Written problem
Arrange the part of the data that opens with the line containing "Can you locate the tractor" and runs through the end of the data as a Markdown table with the columns No. and Line. Number each row and skip blank lines.

Point labeling examples
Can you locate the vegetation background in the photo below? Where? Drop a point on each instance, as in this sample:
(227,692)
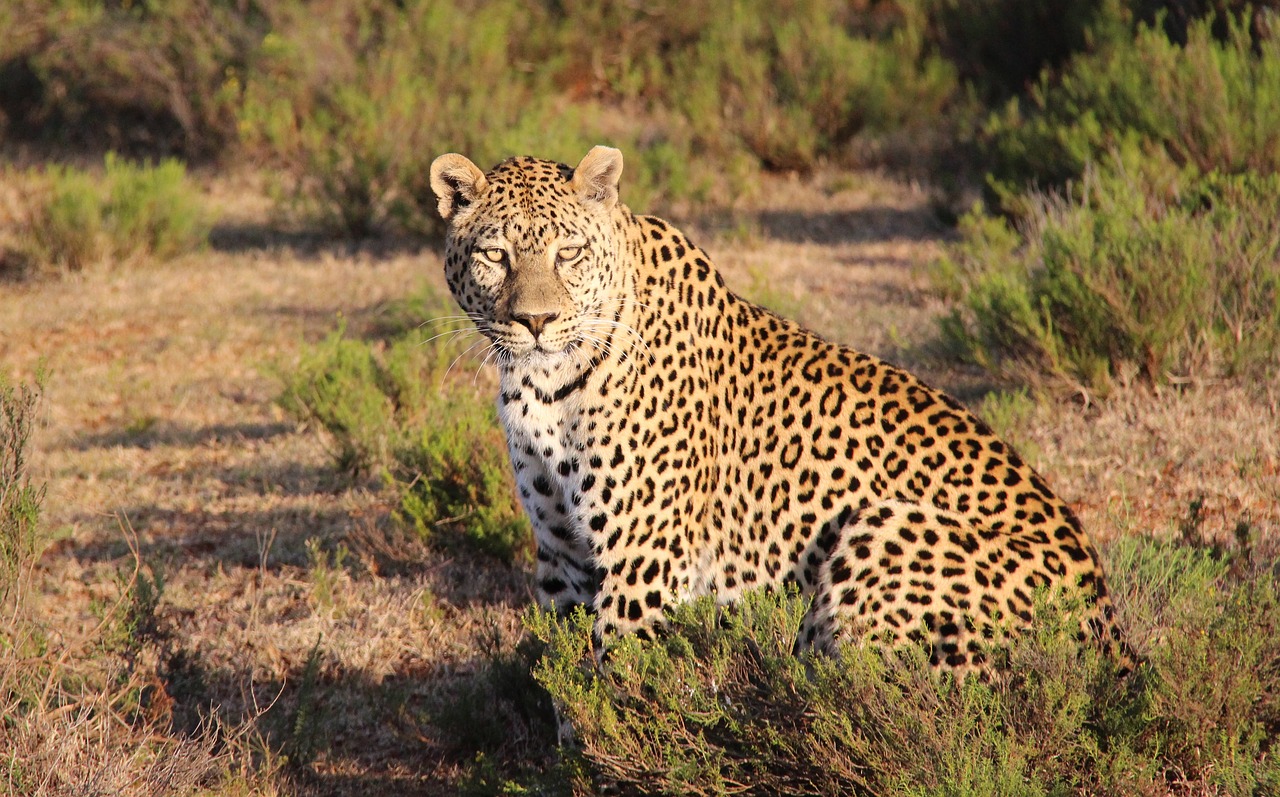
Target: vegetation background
(257,534)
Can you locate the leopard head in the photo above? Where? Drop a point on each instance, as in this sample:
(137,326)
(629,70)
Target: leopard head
(533,250)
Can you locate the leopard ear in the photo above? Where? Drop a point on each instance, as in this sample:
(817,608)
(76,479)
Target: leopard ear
(597,178)
(457,182)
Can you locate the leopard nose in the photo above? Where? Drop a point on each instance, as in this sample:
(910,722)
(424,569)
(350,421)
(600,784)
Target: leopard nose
(535,321)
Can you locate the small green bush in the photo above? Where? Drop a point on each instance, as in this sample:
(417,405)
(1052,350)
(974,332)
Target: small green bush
(1211,104)
(132,210)
(721,705)
(798,88)
(337,385)
(408,408)
(1152,278)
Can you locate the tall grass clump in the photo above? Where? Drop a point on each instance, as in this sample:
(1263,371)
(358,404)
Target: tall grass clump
(131,210)
(1138,278)
(19,499)
(1212,102)
(722,705)
(85,711)
(408,408)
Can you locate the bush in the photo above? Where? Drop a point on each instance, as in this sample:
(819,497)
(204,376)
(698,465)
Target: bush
(147,78)
(1214,105)
(1161,279)
(135,210)
(722,705)
(357,133)
(798,87)
(407,408)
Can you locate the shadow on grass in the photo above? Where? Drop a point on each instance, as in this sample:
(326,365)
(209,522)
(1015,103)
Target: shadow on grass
(240,238)
(168,433)
(344,732)
(863,225)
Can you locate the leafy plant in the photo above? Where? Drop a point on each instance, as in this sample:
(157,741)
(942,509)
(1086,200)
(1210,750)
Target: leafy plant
(132,210)
(1156,278)
(1210,104)
(408,408)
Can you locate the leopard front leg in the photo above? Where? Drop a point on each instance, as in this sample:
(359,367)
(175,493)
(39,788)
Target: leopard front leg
(565,572)
(643,572)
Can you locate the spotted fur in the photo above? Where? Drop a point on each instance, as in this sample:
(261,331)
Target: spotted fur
(671,439)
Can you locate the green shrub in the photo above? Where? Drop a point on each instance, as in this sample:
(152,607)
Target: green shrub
(359,133)
(1211,104)
(132,210)
(1141,276)
(408,408)
(336,384)
(721,704)
(796,87)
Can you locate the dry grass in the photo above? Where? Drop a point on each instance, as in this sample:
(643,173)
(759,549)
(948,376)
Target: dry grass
(159,417)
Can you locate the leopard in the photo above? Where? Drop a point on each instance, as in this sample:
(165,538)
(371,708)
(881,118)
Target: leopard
(670,439)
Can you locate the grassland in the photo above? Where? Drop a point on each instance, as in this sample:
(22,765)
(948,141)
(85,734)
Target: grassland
(240,545)
(320,631)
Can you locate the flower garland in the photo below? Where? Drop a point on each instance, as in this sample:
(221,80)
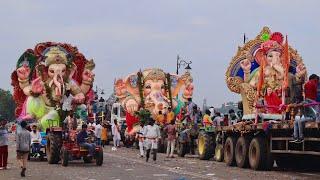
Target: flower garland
(140,86)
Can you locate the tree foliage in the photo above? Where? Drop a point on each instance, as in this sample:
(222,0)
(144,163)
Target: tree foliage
(7,105)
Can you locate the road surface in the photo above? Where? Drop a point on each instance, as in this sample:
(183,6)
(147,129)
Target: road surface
(125,164)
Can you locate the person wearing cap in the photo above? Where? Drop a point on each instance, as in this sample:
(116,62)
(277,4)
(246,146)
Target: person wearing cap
(35,141)
(3,144)
(82,140)
(152,135)
(170,115)
(23,141)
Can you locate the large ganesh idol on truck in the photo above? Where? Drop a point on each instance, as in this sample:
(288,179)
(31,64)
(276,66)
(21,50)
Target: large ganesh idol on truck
(153,90)
(42,77)
(268,74)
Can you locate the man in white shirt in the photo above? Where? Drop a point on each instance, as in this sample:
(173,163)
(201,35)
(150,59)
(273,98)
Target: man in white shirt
(67,103)
(152,134)
(35,141)
(140,137)
(97,133)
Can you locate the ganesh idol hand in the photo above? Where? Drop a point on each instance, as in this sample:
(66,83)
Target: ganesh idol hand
(79,98)
(23,72)
(245,65)
(132,106)
(37,86)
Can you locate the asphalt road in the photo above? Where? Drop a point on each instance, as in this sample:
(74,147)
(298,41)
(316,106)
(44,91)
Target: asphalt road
(125,164)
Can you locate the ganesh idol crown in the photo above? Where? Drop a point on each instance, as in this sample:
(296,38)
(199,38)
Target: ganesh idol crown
(42,77)
(266,69)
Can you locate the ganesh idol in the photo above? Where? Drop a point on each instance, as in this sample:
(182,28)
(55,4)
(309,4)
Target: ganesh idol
(43,76)
(265,69)
(153,90)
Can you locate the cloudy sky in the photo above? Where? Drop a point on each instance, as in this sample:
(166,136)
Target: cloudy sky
(126,35)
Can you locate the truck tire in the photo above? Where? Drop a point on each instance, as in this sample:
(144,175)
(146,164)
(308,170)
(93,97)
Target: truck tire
(161,147)
(241,152)
(64,157)
(259,154)
(229,151)
(182,149)
(87,159)
(54,141)
(218,153)
(99,158)
(205,145)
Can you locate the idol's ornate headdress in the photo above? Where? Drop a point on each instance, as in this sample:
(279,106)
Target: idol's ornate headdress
(90,65)
(272,43)
(55,55)
(155,74)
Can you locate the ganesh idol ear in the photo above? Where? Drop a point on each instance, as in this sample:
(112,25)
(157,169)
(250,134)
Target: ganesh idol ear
(41,71)
(132,84)
(259,56)
(177,82)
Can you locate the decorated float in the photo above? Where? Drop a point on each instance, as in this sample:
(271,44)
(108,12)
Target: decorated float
(42,77)
(266,71)
(269,75)
(152,91)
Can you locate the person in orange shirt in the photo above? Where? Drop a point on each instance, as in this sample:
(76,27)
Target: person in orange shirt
(160,118)
(207,119)
(104,135)
(170,116)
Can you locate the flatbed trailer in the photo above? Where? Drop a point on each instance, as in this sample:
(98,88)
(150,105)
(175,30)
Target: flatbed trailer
(247,144)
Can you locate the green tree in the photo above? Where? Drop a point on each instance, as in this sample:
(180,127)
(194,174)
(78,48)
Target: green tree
(7,105)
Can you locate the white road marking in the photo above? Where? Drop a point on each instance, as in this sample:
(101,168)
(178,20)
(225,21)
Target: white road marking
(177,171)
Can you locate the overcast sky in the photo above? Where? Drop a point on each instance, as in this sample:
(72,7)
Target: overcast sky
(123,36)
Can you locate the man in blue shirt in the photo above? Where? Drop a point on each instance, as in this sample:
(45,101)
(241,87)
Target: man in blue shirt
(82,140)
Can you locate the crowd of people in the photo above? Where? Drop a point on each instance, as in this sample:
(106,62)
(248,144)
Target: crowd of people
(149,132)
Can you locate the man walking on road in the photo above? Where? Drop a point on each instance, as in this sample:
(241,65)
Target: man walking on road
(171,131)
(140,138)
(3,144)
(152,134)
(23,141)
(98,132)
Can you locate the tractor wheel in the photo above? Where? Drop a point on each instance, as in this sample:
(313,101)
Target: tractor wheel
(64,157)
(161,146)
(205,145)
(107,142)
(259,154)
(99,158)
(241,152)
(54,142)
(218,154)
(87,159)
(182,149)
(229,151)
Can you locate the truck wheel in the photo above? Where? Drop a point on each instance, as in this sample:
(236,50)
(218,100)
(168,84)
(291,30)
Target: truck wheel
(107,142)
(54,142)
(205,146)
(260,157)
(87,159)
(99,158)
(241,152)
(229,148)
(218,154)
(64,157)
(182,149)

Solution to the problem
| No. | Line |
|---|---|
| 1 | Can you locate the tractor wheel in the photo above? Where? Drop a point on each instance, as in this sample: |
| 2 | (313,101) |
| 3 | Target: tractor wheel |
| 4 | (64,157) |
| 5 | (161,146) |
| 6 | (205,145) |
| 7 | (107,142) |
| 8 | (259,154) |
| 9 | (99,158) |
| 10 | (241,152) |
| 11 | (54,142) |
| 12 | (218,154) |
| 13 | (87,159) |
| 14 | (182,149) |
| 15 | (229,151) |
| 16 | Can you locate the truck wheel in the photo above? Where? Drop a point on each instance, as in this sample: |
| 17 | (236,50) |
| 18 | (218,100) |
| 19 | (168,84) |
| 20 | (291,30) |
| 21 | Target: truck wheel |
| 22 | (107,142) |
| 23 | (54,142) |
| 24 | (205,146) |
| 25 | (260,157) |
| 26 | (87,159) |
| 27 | (99,158) |
| 28 | (241,152) |
| 29 | (229,148) |
| 30 | (218,154) |
| 31 | (64,157) |
| 32 | (182,149) |